* Dataset entries:

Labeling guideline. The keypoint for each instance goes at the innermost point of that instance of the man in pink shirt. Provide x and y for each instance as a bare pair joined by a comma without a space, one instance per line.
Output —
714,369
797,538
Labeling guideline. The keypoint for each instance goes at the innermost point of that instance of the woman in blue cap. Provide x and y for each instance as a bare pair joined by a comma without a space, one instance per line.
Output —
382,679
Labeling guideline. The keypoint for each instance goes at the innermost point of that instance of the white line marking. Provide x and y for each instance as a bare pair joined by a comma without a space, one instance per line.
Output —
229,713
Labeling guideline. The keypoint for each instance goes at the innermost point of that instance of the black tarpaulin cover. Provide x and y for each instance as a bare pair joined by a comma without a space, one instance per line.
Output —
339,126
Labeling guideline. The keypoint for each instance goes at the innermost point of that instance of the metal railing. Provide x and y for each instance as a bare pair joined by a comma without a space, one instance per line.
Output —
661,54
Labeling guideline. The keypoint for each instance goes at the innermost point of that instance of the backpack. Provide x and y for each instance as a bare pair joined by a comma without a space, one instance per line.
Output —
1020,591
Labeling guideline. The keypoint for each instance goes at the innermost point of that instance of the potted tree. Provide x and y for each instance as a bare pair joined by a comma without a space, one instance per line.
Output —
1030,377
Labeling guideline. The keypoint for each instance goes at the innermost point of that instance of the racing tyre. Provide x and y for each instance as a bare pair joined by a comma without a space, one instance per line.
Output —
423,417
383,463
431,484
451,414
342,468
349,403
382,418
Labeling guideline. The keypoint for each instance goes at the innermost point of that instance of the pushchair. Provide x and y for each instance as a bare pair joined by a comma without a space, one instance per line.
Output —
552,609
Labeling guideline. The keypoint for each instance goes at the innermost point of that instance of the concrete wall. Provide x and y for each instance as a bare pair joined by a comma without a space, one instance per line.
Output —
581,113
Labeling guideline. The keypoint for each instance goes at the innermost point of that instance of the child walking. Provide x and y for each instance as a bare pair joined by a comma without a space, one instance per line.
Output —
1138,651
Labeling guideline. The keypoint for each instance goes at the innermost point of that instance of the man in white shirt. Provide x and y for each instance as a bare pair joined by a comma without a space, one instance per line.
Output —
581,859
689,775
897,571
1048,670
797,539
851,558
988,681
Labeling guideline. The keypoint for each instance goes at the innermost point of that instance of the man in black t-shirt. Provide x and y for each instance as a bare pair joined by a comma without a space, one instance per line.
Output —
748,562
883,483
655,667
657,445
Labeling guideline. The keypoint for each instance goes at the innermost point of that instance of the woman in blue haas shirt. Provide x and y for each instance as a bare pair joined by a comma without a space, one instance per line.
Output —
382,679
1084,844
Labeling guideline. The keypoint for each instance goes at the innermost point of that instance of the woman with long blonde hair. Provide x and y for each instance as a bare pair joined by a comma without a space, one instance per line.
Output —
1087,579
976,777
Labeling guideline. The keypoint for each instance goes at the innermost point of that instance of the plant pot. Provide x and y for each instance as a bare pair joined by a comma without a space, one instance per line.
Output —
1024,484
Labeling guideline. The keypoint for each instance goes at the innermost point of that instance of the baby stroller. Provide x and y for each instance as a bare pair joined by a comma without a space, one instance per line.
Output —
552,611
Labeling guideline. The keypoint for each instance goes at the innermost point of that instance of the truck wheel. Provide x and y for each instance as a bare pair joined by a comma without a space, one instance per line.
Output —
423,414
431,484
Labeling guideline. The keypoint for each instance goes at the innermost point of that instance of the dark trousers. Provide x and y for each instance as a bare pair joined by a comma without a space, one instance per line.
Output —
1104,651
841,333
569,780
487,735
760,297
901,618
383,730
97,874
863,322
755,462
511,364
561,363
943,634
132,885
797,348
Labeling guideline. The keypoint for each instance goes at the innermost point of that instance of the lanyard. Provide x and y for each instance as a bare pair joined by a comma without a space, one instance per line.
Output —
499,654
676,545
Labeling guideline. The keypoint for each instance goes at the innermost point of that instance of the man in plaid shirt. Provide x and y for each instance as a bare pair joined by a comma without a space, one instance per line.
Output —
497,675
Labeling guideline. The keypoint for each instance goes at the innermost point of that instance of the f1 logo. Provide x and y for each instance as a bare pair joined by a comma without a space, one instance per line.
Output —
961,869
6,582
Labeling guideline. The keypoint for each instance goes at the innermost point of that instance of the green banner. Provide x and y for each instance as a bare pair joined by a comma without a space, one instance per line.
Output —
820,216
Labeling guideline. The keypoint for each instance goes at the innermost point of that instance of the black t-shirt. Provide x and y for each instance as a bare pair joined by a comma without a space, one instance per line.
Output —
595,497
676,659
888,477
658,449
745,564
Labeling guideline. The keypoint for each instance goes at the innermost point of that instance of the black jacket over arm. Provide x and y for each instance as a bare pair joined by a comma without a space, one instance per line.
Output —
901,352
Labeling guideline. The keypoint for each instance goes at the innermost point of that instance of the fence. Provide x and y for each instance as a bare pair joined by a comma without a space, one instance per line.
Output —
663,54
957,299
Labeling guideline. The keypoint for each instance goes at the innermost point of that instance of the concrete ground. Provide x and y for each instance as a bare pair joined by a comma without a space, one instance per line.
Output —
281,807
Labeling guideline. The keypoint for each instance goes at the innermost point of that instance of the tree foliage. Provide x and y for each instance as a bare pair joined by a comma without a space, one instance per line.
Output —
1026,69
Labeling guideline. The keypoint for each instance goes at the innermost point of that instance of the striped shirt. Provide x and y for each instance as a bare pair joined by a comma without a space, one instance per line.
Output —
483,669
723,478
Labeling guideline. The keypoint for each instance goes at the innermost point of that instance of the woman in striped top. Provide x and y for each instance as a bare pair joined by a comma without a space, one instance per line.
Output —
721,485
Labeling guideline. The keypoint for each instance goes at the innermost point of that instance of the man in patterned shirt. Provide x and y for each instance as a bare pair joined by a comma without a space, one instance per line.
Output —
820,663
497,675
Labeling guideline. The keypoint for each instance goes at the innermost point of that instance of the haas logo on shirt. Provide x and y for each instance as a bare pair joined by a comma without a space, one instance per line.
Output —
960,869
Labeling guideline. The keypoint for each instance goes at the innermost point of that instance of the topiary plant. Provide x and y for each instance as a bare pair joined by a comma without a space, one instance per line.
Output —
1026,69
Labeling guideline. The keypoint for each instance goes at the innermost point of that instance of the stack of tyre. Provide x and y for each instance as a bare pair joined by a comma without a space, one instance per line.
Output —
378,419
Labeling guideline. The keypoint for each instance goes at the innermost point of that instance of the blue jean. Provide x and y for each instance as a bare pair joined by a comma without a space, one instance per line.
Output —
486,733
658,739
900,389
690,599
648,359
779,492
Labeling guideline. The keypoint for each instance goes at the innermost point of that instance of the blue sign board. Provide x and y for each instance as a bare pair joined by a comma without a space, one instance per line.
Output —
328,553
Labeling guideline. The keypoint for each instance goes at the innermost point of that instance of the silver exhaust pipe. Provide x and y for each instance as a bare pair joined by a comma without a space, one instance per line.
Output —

* What to do: After reading the records above, say how many lines hold the string "white", using only a number.

* Reply to the task: 2